**Task details**:
Copy the rows from the line with "[seg] flower cluster" to the line with "Provide the outline of every instance of the flower", both included, and leave the pictures out of your copy.

**Supplied entries**:
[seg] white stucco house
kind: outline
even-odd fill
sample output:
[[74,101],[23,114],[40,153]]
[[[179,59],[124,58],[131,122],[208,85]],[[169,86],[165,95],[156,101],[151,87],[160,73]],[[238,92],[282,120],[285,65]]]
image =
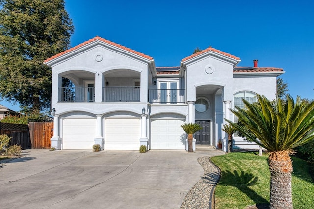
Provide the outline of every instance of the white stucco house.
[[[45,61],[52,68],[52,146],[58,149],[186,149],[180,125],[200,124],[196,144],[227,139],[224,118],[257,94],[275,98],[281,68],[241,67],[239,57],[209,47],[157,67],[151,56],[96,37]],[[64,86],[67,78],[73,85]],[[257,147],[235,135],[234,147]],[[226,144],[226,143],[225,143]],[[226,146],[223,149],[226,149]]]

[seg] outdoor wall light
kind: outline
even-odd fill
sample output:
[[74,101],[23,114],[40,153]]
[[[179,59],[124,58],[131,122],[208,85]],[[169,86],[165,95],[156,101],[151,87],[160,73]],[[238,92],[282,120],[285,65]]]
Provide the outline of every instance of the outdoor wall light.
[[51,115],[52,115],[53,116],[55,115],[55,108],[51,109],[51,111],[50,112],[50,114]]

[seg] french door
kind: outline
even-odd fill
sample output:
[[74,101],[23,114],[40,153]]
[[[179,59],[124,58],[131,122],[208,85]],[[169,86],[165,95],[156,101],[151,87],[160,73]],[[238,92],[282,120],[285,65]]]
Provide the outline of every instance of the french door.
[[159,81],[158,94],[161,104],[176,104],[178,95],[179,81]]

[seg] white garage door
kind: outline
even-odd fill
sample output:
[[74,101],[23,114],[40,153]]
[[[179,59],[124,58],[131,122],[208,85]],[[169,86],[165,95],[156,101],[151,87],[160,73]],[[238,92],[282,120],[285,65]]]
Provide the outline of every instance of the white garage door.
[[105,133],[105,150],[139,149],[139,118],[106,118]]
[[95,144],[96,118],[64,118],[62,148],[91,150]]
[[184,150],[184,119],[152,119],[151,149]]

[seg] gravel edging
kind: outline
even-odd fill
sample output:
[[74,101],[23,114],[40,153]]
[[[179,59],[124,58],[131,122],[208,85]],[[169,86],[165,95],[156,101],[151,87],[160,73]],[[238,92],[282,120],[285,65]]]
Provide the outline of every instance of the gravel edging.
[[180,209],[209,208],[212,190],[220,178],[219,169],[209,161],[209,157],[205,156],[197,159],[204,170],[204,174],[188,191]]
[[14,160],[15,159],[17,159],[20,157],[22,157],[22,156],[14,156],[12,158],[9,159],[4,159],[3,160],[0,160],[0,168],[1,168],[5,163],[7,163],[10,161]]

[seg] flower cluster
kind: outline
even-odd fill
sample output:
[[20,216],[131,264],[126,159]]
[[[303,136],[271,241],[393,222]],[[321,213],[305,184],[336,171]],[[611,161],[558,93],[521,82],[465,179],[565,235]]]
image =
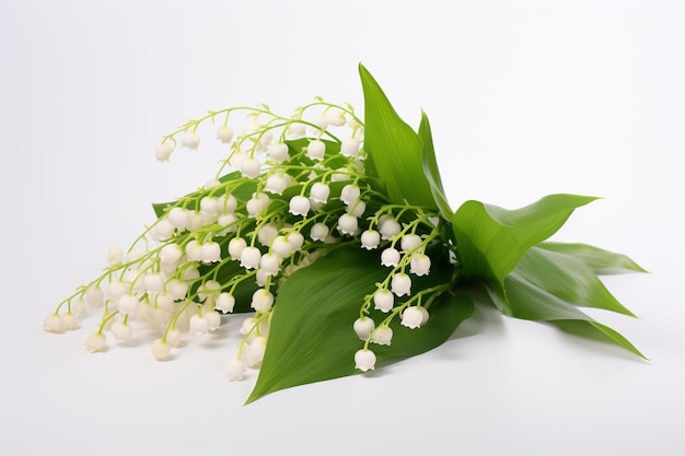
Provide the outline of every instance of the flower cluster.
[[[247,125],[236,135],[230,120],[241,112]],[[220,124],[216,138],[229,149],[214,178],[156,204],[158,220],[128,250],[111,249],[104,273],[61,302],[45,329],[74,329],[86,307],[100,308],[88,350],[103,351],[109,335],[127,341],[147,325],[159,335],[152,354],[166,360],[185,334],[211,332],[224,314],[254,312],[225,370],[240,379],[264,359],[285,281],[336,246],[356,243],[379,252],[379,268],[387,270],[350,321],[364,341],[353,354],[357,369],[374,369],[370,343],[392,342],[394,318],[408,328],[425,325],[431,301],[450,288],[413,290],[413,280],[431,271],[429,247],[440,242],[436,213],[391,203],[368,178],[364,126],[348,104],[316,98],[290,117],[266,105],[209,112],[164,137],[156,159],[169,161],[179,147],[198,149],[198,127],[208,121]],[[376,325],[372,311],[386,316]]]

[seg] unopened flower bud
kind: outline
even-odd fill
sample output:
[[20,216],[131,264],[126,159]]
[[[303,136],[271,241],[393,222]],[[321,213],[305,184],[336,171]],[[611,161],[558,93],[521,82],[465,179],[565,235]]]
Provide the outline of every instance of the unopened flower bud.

**Complete response**:
[seg] flower cluster
kind: outline
even-odd fill
sample output:
[[20,216],[131,264],[126,159]]
[[[303,136],[271,241],[393,222]],[[321,213],[305,184],[336,171]],[[611,161],[558,93],[521,82],[465,179],[565,235]]]
image =
Provide the outline of every instance of the flower cluster.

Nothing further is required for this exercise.